▶ **抜粋文**
________
しかし、「人々がパソコンのみ使っていたのは過去の話」(アジア太平洋地域担当のダニエル・アレグレ社長)と、説開会では試作中のサービスのデモを通じ、さらなる攻勢戦略も打ち出した。
例えば、現在、63言語に対応しているという機械翻訳ソフト。自国語しか話せない者同士がアンドロイド端末に話しかけると、数秒で画面上に他国語に翻訳された文字が現れ、音声でも再生する。
見知らぬ国でも、タクシー運転手と筆談ならぬ「スマホ談」で交流できるというわけだ。
もうひとつが「バーチャル・カメラマン」と名付けた技術。スマホのカメラが会議などで発言している人を自動認識して映し出し、テレビ電話が円滑にできるというもの。
●グーグル革命の凄み
こうしたサービスを手ごろな価格で使えるよるになり、あたかも空気のような存在として人々の暮らしに寄り添う。価格破壊、あるいはコモディティー化もときにいとわない。グーグルが目指すのはそんな姿ではないだろうか。
「50億-60億人の人々の生活が変わってくる。歴史的には富裕なエリートと西洋人しか持てなかった情報力。それをあらゆる人が手に入れられるようにしたことが私の一番の誇り」。
シュミット会長が締めくくりで語った言葉にこそ、スマホを軸にしたグーグル革命の凄みが隠されている。
________
▶ **提供された記録**
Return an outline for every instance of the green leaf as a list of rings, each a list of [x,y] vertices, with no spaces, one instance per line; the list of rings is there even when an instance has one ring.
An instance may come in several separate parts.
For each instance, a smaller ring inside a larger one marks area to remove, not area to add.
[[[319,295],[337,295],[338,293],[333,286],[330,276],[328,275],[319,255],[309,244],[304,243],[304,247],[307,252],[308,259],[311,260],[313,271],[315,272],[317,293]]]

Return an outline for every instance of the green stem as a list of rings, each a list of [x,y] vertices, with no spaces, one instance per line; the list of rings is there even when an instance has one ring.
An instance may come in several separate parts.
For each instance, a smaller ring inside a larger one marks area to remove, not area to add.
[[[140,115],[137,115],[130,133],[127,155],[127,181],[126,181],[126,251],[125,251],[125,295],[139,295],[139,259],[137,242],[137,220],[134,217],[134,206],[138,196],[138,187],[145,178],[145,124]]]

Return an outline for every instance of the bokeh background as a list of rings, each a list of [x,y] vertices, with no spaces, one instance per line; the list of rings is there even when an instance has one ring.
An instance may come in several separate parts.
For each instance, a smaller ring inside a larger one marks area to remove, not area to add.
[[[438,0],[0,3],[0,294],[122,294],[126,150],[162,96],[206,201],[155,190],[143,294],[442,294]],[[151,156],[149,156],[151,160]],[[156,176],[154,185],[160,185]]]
________
▶ **やること 1**
抜粋文の中でかぎかっこ(「」)に入っている言葉を、出てくる順にすべて書き出してください。
▶ **やること 2**
抜粋文によると、機械翻訳ソフトはいま何言語に対応していますか。

▶ **回答 1**
1. 人々がパソコンのみ使っていたのは過去の話
2. スマホ談
3. バーチャル・カメラマン
4. 50億-60億人の人々の生活が変わってくる。歴史的には富裕なエリートと西洋人しか持てなかった情報力。それをあらゆる人が手に入れられるようにしたことが私の一番の誇り

▶ **回答 2**
63言語です。